> _Work to be completed_
Pull out every line of the records below and reproduce each one word for word, without changes.

> _Excerpts from a pointing dataset_
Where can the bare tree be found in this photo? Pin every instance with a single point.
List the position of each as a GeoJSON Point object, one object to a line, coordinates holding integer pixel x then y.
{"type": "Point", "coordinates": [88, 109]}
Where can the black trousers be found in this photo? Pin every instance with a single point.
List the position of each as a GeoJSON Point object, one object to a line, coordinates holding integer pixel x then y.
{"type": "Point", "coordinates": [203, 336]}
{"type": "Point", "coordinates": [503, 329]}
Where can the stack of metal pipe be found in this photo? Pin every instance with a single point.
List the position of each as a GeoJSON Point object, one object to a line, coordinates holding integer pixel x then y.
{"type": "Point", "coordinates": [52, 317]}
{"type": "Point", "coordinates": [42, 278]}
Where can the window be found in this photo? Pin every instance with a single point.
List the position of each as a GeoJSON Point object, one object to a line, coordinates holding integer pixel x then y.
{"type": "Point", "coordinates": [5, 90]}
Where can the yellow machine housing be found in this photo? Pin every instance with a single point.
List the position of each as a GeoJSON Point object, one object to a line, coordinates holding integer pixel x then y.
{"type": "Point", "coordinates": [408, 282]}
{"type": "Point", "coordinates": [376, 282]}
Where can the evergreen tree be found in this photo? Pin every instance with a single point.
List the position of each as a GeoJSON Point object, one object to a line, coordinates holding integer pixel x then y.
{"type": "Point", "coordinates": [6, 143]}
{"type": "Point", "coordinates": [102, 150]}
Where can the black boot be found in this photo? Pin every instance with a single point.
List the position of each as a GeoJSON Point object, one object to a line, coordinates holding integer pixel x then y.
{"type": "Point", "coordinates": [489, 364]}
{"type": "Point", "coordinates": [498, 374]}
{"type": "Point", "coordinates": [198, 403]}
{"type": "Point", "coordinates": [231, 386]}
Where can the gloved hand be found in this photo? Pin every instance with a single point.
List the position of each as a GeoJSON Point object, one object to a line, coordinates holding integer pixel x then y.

> _Answer to the exercise_
Where can the bare tree be found in this photo? Pin every instance with a single point.
List the position of each as a GeoJSON Point object, one object to a line, coordinates holding integer pixel x then y.
{"type": "Point", "coordinates": [88, 109]}
Where can the black trousers be found in this photo? Pin every instance with a single point.
List the position of each as a GeoJSON Point object, one object to a line, coordinates holding integer pixel x then y.
{"type": "Point", "coordinates": [203, 336]}
{"type": "Point", "coordinates": [503, 329]}
Where can the stack of metal pipe be found in this photo? Pin every instance with a single point.
List the position of each as a GeoJSON Point object, one object to a line, coordinates holding integer pixel x then y.
{"type": "Point", "coordinates": [52, 317]}
{"type": "Point", "coordinates": [42, 278]}
Where can the window be found in this photo? Pin every instance with a single point.
List the position of each as a GeoJSON Point object, one object to a line, coordinates holding integer pixel x then y.
{"type": "Point", "coordinates": [5, 90]}
Where can the yellow machine housing be found in this photo? Pin every instance with a single point.
List the position of each as a GeoJSON Point object, one object to a line, coordinates holding integer pixel x then y.
{"type": "Point", "coordinates": [408, 282]}
{"type": "Point", "coordinates": [376, 282]}
Where can the evergreen tree be found in this photo? Pin every instance with a single point.
List the position of each as a GeoJSON Point object, one object to a line, coordinates holding integer pixel x then y.
{"type": "Point", "coordinates": [6, 143]}
{"type": "Point", "coordinates": [102, 150]}
Where can the black boot be found in this photo? Pin every instance with a single point.
List the position of each as a GeoJSON Point object, one object to a line, coordinates holding integer pixel x then y.
{"type": "Point", "coordinates": [489, 364]}
{"type": "Point", "coordinates": [498, 374]}
{"type": "Point", "coordinates": [198, 403]}
{"type": "Point", "coordinates": [231, 386]}
Where can the gloved hand be found in this photo? Pin every instance with a single point.
List the position of each as a GeoJSON Point object, one object to a line, coordinates holding integer pixel x then y.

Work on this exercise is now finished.